* _TO BE DONE_
Repeat every one of the items below word for word, with no changes.

* _EXERCISE INPUTS_
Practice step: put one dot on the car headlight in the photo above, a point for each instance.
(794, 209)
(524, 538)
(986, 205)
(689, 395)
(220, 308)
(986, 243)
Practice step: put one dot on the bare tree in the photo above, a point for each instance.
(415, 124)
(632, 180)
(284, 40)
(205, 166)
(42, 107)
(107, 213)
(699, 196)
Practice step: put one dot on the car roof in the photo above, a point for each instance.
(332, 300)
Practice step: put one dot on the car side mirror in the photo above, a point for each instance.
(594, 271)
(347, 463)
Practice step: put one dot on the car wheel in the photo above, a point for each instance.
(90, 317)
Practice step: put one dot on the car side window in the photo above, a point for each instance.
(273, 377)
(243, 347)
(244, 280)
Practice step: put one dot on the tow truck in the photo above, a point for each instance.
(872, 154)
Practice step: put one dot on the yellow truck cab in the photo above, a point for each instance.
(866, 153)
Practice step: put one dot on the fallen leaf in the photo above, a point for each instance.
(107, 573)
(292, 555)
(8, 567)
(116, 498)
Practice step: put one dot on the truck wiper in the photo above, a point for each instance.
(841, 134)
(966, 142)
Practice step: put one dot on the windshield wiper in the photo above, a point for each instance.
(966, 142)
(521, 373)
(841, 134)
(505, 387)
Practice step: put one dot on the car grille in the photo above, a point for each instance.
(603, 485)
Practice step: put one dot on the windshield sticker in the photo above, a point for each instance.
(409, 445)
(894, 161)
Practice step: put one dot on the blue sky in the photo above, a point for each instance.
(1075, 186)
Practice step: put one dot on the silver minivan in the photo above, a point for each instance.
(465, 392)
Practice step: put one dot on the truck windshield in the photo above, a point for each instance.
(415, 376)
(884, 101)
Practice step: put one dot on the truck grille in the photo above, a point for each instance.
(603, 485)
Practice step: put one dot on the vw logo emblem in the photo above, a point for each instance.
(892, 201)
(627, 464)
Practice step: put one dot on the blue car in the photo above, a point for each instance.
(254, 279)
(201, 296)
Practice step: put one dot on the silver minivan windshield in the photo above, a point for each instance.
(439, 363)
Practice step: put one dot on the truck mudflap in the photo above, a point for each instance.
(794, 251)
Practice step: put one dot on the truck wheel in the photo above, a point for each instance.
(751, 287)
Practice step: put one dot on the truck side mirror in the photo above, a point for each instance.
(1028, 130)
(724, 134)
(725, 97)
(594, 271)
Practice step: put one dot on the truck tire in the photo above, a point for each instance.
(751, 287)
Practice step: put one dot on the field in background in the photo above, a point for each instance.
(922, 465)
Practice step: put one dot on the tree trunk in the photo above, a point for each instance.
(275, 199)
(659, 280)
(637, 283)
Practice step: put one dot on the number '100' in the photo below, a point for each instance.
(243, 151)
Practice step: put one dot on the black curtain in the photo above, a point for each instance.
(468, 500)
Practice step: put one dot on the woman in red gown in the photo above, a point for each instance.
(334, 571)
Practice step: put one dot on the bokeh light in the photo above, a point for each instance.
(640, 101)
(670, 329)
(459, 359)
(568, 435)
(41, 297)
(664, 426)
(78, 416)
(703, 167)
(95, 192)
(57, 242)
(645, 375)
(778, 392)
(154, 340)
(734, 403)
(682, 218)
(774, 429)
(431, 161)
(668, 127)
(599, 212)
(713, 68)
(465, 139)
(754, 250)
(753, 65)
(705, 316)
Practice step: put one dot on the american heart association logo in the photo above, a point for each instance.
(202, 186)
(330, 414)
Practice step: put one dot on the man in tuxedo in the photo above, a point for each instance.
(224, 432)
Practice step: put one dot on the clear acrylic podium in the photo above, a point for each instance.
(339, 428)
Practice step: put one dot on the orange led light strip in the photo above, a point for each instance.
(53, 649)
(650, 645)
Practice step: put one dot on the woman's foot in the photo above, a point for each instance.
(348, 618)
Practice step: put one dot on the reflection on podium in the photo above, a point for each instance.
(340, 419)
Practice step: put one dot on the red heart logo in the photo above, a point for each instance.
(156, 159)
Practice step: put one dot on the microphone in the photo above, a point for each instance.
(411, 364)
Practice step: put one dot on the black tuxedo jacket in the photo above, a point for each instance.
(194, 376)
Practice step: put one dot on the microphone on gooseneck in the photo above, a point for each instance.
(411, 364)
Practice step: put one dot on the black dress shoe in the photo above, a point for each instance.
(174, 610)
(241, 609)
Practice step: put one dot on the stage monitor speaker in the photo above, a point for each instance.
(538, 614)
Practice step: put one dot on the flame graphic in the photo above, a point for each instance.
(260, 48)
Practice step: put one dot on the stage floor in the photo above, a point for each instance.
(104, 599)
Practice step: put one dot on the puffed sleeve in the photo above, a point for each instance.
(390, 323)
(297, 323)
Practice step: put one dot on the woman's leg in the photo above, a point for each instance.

* _COMPLETE ANSWER_
Practice step: put one dot on the car headlight in the photo above, a point for each instance.
(794, 209)
(524, 538)
(986, 205)
(689, 395)
(220, 308)
(986, 243)
Practice step: put one dot on the bare tree in the photo above, a point for each instance.
(415, 124)
(632, 180)
(284, 40)
(205, 166)
(42, 107)
(107, 213)
(699, 196)
Practice step: put one dot on the car roof in the photo above, a point for each instance.
(332, 300)
Practice step: put one dot on the car side mirror in the photo above, a point for each instance.
(594, 271)
(347, 463)
Practice step: put one dot on the car wheel in the photo above, a point for each instance.
(90, 317)
Practice step: put one dot on the car side window in the photo above, a point for each instance.
(273, 377)
(243, 347)
(244, 280)
Practice step: put one dot on the tow truck in the photo above, a point for each instance.
(872, 154)
Practice step: put one dot on the yellow truck cab in the photo above, a point for each instance.
(866, 153)
Practice step: put one dot on the fallen leaf in the photo above, a point for each instance.
(107, 573)
(292, 555)
(8, 567)
(116, 498)
Practice step: put one dot on the truck wiper in the photo above, a point for each instance.
(841, 134)
(966, 142)
Practice step: put one dot on the windshield wiper in the photo above, a point for each instance.
(966, 142)
(521, 373)
(841, 134)
(505, 387)
Practice step: put one dot on the car grille in the photo above, a point for each instance.
(603, 485)
Practice step: put one dot on the windshield sticker in the photo above, a point for each instance.
(409, 445)
(894, 161)
Practice step: put one dot on the blue sky in the photo above, a point for each instance.
(1075, 186)
Practice step: put one dot on the silver minivan in the photo above, a point for each instance.
(465, 392)
Practice step: put one dot on the truck windshield in the photo above, a point for each instance.
(415, 376)
(884, 101)
Practice step: put one dot on the truck grille in the photo above, a point for each instance.
(603, 485)
Practice step: put one dot on the vw logo emblem in the photo above, a point for each instance.
(892, 201)
(627, 464)
Practice step: put one dot on the blue car in the photo above, a point for each instance.
(254, 279)
(201, 296)
Practice step: put one dot on the silver minivan windshield in the photo above, a point for each instance.
(439, 363)
Practice step: put one dot on the truck mudflap in the photo above, a point for each instance.
(794, 251)
Practice step: put one dot on the truck wheel in the photo above, a point for each instance.
(751, 287)
Practice step: put one dot on the truck side mirror in the photo above, a point for each instance.
(1028, 130)
(724, 134)
(725, 97)
(594, 271)
Practice step: put one dot on the truck tire in the photo above, a point for each instance.
(751, 287)
Practice step: put one dot on the field in background in the photo above, a point for each instance.
(922, 465)
Practice step: put one dot on the tree trunk in the photo above, a point for each instance.
(275, 199)
(659, 280)
(637, 283)
Practice step: put one dot on the number '100' in the photo below, a point for each instance.
(243, 151)
Practice step: put one dot on the black curtain in the photo above, a point for each instance.
(468, 500)
Practice step: put one dot on the woman in red gown in the photo above, a point for each instance.
(334, 571)
Practice step: put one dot on the bokeh light in the photo above, a point for each instance.
(640, 101)
(670, 329)
(459, 359)
(568, 435)
(41, 297)
(664, 426)
(78, 416)
(703, 167)
(95, 192)
(57, 242)
(645, 375)
(778, 392)
(154, 340)
(734, 403)
(682, 218)
(774, 429)
(431, 161)
(668, 127)
(599, 212)
(713, 68)
(465, 139)
(754, 250)
(753, 65)
(705, 316)
Practice step: put one dot on the american heart association logo in the photo above, a point for each instance.
(202, 186)
(330, 414)
Practice step: put one dot on the man in tuxedo in the photo above, a point for each instance.
(224, 432)
Practice step: put one dot on the clear acrylic podium in the photo above, a point for each instance.
(339, 428)
Practice step: put one dot on the orange led light strip in the photo above, a point for each instance.
(53, 649)
(650, 645)
Practice step: put one dot on the woman's foot in the photo above, a point for each instance.
(348, 618)
Practice step: put one dot on the reflection on podium in the photo above, a point for each instance.
(340, 419)
Practice step: put one dot on the red heart logo in the photo above, a point for each instance.
(156, 159)
Practice step: put one dot on the microphone in the photo above, a point for each instance.
(411, 364)
Practice step: put one dot on the black tuxedo jacket in the photo above, a point for each instance.
(194, 376)
Practice step: put one dot on the microphone on gooseneck in the photo above, a point for each instance.
(411, 364)
Practice step: put one dot on the black dress shoe in the photo above, a point for each instance.
(174, 610)
(241, 609)
Practice step: put one dot on the stage monitor speaker in the photo above, a point for each instance.
(538, 614)
Practice step: put one dot on the flame graphic in the photo above, a point for each instance.
(260, 48)
Practice step: put one dot on the stage floor in the photo above, a point for each instance.
(104, 599)
Practice step: put one dot on the puffed sleeve in the photo above, a point for each instance.
(390, 323)
(297, 323)
Practice step: put one dot on the woman's leg in the photo above, a point for each instance.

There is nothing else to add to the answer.